[[ Records provided, beginning ]]
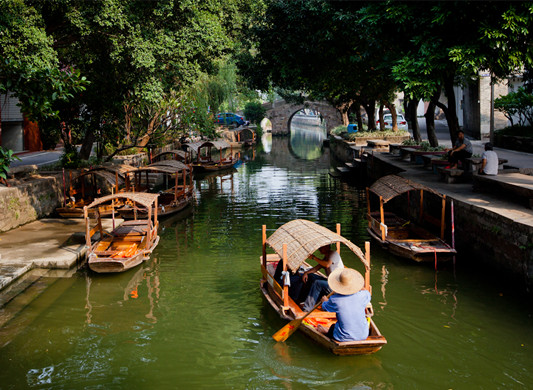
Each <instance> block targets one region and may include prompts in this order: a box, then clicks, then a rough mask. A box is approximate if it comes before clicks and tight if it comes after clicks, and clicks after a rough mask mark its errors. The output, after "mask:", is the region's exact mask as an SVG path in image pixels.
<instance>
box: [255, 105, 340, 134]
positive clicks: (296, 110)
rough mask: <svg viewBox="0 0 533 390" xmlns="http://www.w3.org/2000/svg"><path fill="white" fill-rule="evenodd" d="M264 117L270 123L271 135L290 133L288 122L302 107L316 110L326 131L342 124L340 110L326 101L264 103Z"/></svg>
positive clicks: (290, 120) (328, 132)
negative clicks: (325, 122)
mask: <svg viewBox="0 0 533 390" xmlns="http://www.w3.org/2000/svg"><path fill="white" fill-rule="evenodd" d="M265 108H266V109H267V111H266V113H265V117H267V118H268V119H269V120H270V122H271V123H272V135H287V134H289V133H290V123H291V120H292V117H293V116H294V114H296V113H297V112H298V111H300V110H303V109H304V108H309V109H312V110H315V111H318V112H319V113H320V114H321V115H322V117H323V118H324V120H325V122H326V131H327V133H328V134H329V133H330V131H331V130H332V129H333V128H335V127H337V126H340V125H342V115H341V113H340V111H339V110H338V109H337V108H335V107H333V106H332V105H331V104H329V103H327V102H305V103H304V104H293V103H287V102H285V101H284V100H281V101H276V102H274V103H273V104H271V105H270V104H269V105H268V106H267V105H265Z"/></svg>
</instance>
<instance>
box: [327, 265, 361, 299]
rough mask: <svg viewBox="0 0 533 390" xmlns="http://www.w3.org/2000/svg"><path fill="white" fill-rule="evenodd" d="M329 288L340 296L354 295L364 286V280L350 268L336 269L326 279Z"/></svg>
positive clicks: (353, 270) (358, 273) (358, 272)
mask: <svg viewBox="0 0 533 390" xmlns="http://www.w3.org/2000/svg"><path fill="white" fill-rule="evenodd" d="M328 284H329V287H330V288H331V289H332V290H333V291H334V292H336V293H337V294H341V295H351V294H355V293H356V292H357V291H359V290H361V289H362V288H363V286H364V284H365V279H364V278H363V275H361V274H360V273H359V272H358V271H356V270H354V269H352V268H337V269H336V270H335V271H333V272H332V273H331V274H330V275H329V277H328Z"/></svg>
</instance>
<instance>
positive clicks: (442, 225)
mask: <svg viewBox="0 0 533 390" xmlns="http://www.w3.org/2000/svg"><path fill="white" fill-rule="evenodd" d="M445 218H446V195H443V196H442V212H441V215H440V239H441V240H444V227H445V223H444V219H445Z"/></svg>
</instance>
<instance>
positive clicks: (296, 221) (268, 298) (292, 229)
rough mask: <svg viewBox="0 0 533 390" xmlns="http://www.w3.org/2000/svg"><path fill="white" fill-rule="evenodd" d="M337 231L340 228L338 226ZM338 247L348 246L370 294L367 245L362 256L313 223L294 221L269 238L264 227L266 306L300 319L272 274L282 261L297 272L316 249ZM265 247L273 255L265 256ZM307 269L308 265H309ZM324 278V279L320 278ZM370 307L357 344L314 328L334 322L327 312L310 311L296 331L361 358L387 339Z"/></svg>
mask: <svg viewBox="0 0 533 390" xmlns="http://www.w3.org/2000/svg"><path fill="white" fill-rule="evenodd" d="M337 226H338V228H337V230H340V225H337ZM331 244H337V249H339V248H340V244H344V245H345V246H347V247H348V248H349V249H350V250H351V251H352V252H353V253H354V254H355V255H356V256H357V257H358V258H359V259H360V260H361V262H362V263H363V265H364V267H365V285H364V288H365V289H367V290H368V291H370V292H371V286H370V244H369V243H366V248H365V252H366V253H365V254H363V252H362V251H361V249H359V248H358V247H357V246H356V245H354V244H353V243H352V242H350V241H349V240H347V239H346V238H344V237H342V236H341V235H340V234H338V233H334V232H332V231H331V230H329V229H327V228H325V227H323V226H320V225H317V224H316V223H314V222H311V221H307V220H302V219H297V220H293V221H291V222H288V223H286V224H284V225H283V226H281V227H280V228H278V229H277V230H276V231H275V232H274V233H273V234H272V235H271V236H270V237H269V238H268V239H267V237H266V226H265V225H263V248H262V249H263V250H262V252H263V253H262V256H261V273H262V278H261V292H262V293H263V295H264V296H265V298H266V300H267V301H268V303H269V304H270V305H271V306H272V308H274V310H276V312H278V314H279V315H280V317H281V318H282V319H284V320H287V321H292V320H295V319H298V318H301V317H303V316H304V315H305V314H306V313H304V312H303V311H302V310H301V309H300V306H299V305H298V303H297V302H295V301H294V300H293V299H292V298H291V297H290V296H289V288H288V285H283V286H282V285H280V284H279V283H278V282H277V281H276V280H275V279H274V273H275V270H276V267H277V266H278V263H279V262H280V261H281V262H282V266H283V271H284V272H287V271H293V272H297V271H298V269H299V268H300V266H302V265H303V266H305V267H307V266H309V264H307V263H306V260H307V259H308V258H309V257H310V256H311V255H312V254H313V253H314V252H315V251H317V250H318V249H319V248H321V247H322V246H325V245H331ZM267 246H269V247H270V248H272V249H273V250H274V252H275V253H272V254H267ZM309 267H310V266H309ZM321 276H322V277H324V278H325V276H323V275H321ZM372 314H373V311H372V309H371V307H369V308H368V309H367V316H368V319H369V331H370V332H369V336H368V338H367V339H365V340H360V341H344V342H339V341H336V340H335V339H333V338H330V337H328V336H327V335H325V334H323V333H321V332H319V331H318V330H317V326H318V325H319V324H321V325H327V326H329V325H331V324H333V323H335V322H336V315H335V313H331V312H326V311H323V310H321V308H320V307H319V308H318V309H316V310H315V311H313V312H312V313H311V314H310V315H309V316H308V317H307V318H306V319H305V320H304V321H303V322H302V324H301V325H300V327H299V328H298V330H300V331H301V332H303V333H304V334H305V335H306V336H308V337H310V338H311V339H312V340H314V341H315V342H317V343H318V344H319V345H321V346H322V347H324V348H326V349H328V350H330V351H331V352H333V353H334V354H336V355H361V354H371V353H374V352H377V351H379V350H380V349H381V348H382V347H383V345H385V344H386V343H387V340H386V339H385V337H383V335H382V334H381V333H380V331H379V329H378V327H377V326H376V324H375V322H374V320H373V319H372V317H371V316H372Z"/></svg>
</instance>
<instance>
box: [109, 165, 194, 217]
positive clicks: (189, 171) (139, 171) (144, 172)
[[ Records provided, end ]]
Instructions for the task: Restate each line from the start of the listing through the line bearing "positive clicks: (290, 120) (328, 132)" word for word. Drop the pictures.

Written solution:
Each <instance> block targets one region and may include prompts in this order: a box, then clicks, then a rough mask. A box is approximate if it comes before clicks and tight if it comes after clicks, and clicks after a rough mask mark its errors. The output, after "mask:", is the region's exact mask as an SVG path in image pixels.
<instance>
box: [255, 105, 340, 134]
positive clicks: (296, 110)
rough mask: <svg viewBox="0 0 533 390" xmlns="http://www.w3.org/2000/svg"><path fill="white" fill-rule="evenodd" d="M264 117L270 123L271 135L290 133L288 122L302 107L316 110L326 131L342 124L340 110L326 101L264 103Z"/></svg>
positive clicks: (290, 120) (328, 132)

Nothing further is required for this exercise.